## Request
In the data that follows, find the line containing "Question. For every instance of the white"; then quote that line and every line after it, exactly, through the last one.

[Location identification items]

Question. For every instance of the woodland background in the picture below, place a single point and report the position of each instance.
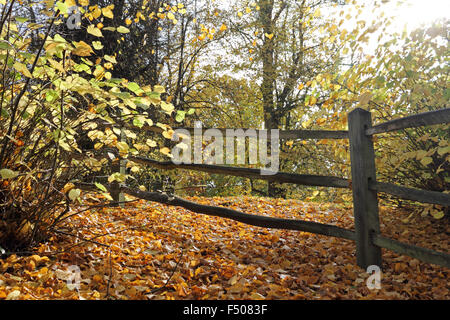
(71, 97)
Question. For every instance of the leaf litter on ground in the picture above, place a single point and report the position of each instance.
(152, 251)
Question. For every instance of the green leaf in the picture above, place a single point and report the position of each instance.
(21, 19)
(51, 95)
(167, 107)
(8, 174)
(180, 116)
(5, 45)
(22, 69)
(97, 45)
(134, 87)
(62, 7)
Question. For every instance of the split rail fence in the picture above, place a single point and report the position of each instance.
(365, 187)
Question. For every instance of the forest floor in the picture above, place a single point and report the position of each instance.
(151, 251)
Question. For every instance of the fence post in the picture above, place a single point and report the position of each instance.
(365, 202)
(118, 166)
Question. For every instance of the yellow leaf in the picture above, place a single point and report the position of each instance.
(159, 89)
(107, 12)
(94, 31)
(22, 69)
(165, 151)
(269, 36)
(123, 29)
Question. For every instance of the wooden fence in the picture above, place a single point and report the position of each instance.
(369, 240)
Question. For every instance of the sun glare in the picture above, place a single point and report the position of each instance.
(413, 13)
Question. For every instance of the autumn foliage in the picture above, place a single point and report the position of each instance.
(150, 251)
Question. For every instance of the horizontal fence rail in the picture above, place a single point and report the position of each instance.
(254, 220)
(418, 120)
(367, 235)
(283, 134)
(282, 177)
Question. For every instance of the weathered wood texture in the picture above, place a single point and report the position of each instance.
(254, 220)
(283, 134)
(422, 254)
(282, 177)
(365, 202)
(119, 167)
(425, 196)
(418, 120)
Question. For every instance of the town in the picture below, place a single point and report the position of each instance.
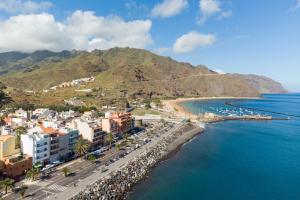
(43, 152)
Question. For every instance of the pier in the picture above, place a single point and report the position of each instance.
(210, 117)
(262, 110)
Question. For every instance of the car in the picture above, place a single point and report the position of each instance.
(56, 163)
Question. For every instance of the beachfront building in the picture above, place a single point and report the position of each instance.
(12, 162)
(73, 136)
(36, 144)
(6, 130)
(118, 122)
(90, 130)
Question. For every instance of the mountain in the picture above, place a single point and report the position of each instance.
(136, 72)
(263, 85)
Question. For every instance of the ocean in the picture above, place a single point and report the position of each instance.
(234, 160)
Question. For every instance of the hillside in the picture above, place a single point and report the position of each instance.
(263, 84)
(135, 73)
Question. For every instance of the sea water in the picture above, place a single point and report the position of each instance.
(234, 160)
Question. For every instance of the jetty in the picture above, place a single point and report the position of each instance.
(211, 117)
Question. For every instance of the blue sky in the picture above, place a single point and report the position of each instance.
(257, 36)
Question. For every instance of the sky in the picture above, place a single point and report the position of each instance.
(230, 36)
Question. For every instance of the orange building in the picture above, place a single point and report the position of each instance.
(118, 122)
(17, 165)
(12, 162)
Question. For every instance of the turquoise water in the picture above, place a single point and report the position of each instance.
(234, 160)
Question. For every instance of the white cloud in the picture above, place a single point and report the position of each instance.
(209, 8)
(192, 41)
(81, 30)
(169, 8)
(225, 14)
(24, 6)
(296, 7)
(219, 71)
(162, 50)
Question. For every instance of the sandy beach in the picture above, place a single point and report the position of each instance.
(174, 107)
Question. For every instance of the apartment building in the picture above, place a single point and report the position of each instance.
(90, 130)
(12, 162)
(118, 122)
(36, 144)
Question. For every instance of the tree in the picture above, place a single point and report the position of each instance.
(91, 157)
(4, 98)
(33, 174)
(22, 191)
(126, 135)
(19, 131)
(118, 147)
(163, 122)
(66, 171)
(110, 138)
(81, 147)
(7, 184)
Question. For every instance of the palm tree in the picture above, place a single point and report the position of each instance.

## Answer to the problem
Question. For every instance of the white cloud in the picture above, place a single point and report the position of each instance.
(209, 8)
(192, 41)
(81, 30)
(169, 8)
(225, 14)
(24, 6)
(296, 7)
(219, 71)
(162, 50)
Question. For every instance of the sandy beach in the picture above, place a single point and report the position of each instance.
(174, 107)
Question. For every instance of the apartment building in the picture above, place a single point and report the position of each instance.
(90, 130)
(12, 162)
(118, 122)
(36, 144)
Question. For every instance of the tree in the picture above, place a single point and report the position of each instance.
(91, 157)
(4, 98)
(33, 174)
(22, 191)
(126, 135)
(19, 131)
(118, 147)
(163, 122)
(66, 171)
(110, 138)
(81, 147)
(7, 184)
Question. For every instance of the palm tree in the picture above, place a single point and report the position of each instance.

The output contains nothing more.